*Given request*. Return every line of the data below that contains the string "stand", treating uppercase and lowercase letters as different.

-- start Data supplied --

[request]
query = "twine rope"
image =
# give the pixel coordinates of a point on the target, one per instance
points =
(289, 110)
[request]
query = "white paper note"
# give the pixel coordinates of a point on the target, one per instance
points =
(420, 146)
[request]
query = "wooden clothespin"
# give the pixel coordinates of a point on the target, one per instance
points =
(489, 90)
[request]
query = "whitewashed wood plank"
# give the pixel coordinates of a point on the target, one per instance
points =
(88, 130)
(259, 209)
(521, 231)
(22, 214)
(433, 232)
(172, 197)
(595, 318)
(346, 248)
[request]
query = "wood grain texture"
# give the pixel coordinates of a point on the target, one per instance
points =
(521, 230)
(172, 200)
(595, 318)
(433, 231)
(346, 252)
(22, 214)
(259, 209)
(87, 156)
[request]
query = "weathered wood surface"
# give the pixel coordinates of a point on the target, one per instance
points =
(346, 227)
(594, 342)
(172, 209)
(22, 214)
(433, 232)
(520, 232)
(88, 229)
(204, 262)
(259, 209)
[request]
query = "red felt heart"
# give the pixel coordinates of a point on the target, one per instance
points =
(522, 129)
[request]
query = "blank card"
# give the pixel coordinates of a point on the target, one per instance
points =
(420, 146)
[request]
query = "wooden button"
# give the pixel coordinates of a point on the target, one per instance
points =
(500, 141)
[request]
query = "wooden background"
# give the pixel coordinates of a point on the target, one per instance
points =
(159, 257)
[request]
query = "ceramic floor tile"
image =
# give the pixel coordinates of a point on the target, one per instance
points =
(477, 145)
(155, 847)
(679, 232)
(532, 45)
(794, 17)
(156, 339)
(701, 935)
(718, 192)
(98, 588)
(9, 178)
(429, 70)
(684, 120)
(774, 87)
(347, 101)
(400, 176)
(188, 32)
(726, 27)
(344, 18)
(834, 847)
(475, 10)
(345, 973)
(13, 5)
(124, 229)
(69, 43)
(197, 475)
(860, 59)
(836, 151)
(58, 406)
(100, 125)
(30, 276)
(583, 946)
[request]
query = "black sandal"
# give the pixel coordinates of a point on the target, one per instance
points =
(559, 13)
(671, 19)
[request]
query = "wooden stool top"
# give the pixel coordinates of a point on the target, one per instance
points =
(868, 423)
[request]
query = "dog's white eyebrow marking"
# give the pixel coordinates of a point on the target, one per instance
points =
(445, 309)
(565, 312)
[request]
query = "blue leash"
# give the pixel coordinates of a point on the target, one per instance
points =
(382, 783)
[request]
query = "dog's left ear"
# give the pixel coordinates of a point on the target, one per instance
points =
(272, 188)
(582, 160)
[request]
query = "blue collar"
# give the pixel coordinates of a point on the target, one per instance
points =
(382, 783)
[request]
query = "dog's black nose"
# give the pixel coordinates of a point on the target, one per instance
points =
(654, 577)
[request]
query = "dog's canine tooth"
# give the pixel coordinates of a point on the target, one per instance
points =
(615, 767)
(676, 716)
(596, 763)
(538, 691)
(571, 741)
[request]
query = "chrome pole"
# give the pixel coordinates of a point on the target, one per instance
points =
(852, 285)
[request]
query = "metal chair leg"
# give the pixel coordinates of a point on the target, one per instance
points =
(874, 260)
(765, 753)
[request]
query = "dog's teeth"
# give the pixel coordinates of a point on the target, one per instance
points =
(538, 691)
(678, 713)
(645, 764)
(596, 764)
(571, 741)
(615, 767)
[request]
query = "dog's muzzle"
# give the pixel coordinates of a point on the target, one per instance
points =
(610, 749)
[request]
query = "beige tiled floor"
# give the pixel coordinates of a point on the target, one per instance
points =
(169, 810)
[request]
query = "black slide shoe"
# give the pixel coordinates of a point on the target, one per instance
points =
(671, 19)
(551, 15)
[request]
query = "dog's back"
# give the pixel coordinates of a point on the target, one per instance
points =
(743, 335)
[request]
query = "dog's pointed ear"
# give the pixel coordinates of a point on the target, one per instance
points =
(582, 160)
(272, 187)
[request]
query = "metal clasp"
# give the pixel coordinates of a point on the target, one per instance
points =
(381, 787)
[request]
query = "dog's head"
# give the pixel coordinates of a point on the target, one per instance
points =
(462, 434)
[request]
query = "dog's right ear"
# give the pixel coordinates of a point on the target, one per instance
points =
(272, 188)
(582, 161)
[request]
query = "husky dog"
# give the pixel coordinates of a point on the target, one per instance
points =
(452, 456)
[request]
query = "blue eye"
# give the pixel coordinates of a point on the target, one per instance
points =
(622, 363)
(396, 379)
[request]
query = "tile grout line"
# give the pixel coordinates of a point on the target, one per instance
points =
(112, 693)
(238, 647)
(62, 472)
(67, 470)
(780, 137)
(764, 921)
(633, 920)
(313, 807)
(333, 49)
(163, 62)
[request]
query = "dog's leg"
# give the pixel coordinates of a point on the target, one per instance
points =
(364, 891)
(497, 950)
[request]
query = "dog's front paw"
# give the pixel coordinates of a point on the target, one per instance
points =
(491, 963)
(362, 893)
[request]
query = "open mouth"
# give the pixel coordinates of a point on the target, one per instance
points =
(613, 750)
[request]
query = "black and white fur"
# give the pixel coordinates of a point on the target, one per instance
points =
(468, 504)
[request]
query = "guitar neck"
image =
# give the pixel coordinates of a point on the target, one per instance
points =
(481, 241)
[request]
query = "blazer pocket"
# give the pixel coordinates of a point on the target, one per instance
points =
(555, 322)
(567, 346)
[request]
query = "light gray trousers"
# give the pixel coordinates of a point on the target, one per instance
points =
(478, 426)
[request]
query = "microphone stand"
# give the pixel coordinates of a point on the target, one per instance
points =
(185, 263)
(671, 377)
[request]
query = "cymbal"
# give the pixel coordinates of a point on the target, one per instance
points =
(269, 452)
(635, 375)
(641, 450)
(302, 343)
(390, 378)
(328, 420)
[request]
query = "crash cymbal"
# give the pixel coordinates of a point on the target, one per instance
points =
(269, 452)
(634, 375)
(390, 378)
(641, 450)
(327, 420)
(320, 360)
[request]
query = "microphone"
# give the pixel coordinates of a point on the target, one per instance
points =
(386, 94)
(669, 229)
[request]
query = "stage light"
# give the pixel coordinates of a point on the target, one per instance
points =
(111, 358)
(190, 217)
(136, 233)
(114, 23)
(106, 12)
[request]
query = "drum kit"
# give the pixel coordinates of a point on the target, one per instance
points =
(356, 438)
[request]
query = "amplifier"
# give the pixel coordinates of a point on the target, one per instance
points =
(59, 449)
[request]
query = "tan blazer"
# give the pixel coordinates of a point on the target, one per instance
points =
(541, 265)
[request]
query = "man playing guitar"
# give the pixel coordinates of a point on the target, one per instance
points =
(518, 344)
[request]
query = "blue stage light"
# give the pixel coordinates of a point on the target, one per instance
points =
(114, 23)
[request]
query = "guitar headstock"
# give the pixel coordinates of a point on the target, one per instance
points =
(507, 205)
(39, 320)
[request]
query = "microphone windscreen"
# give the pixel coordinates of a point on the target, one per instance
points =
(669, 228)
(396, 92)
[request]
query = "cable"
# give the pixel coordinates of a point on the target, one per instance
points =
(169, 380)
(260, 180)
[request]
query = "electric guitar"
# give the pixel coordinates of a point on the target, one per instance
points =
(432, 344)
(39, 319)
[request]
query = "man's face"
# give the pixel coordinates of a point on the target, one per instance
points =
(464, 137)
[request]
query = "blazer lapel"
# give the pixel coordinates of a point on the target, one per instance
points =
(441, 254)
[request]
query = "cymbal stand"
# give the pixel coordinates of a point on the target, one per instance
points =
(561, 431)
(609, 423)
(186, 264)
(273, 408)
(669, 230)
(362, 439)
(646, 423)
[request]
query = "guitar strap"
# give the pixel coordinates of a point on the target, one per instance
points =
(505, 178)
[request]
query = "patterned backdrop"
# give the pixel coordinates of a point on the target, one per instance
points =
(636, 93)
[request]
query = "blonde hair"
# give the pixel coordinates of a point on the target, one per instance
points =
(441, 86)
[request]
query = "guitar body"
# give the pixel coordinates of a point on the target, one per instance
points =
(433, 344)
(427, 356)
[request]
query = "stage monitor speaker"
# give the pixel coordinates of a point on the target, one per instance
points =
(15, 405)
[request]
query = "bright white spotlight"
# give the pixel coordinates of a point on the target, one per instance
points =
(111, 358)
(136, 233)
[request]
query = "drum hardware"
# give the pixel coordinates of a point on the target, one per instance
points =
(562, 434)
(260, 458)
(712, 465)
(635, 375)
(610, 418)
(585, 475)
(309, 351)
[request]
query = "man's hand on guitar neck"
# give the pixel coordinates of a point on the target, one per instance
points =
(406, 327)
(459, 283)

-- end Data supplied --

*Response to this exercise*.
query = "microphone stand"
query = "cymbal stand"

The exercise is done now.